Seitenauszug:
Vergangenes Jahr hatten wir durch die einzigartige Situation zum ersten Mal ein Silvester ohne öffentlich verkauftes Feuerwerk. Als Kind habe ich es geliebt. Aber inzwischen habe ich seit Jahren keine Pyrotechnik mehr in den Händen gehabt. Warum? Sie erraten es schon: Es geht moralisch aktuell nicht.

Standpunkte

Die Feuerwerks-Händler in Deutschland sehen das grundsätzlich anders. Sie stellen sich auf den Standpunkt, Feuerwerke würden nur verschwindend geringe Mengen an Feinstaub und CO2 produzieren. Sie wären klimaneutral und würden nur 100% Altpapier und Holz verwenden.

Übungsaufgaben:
A. Nennen Sie alle Behauptungen, die die Feuerwerks-Händler laut dem Seitenauszug zum Feuerwerk über Feuerwerke aufstellen.
B. Geben Sie einen Abschnitt aus dem Seitenauszug zum Feuerwerk wörtlich wieder. Beginnen Sie bei den Worten „Standpunkte“, und hören Sie nach „und Holz verwenden.“ auf.
Die Einträge stammen aus einer anderen Quelle.

Datensätze:
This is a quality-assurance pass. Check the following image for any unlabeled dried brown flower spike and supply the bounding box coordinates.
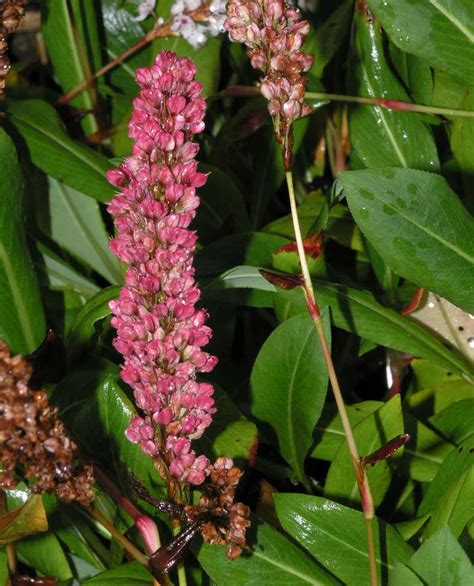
[0,341,94,506]
[185,457,250,559]
[0,0,26,100]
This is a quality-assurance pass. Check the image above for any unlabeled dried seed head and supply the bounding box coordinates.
[0,341,94,505]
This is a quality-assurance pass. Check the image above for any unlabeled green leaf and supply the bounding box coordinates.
[42,0,99,134]
[340,168,474,312]
[196,386,258,467]
[429,399,474,445]
[0,128,45,354]
[0,547,10,586]
[263,191,364,251]
[66,287,119,362]
[195,232,288,278]
[53,359,161,502]
[310,401,383,462]
[197,516,337,586]
[41,178,122,283]
[303,0,353,78]
[424,466,474,539]
[152,36,222,96]
[6,484,72,580]
[101,0,153,101]
[83,562,153,586]
[398,413,452,482]
[274,494,412,586]
[194,165,250,243]
[367,0,474,84]
[213,266,472,376]
[417,442,474,516]
[8,100,115,201]
[450,88,474,175]
[388,562,423,586]
[250,116,309,229]
[250,314,330,484]
[388,42,436,107]
[409,527,474,586]
[324,395,404,507]
[349,10,439,171]
[35,241,99,299]
[0,494,48,545]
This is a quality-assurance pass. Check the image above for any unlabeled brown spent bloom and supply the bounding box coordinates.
[0,341,94,506]
[185,457,250,559]
[224,0,313,170]
[0,0,26,100]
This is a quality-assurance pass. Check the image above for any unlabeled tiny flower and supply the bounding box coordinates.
[224,0,313,169]
[108,53,217,484]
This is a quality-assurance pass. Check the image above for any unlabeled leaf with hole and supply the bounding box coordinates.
[348,8,439,171]
[197,516,338,586]
[250,314,330,485]
[0,128,45,354]
[274,493,413,586]
[8,100,115,201]
[340,168,474,312]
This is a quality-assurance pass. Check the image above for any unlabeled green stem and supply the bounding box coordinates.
[173,523,188,586]
[286,170,378,586]
[305,92,474,118]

Lösungen:
A.
- Feuerwerke produzieren nur verschwindend geringe Mengen an Feinstaub und CO2.
- Sie sind klimaneutral.
- Sie verwenden nur 100% Altpapier und Holz.

B.
Standpunkte

Die Feuerwerks-Händler in Deutschland sehen das grundsätzlich anders. Sie stellen sich auf den Standpunkt, Feuerwerke würden nur verschwindend geringe Mengen an Feinstaub und CO2 produzieren. Sie wären klimaneutral und würden nur 100% Altpapier und Holz verwenden.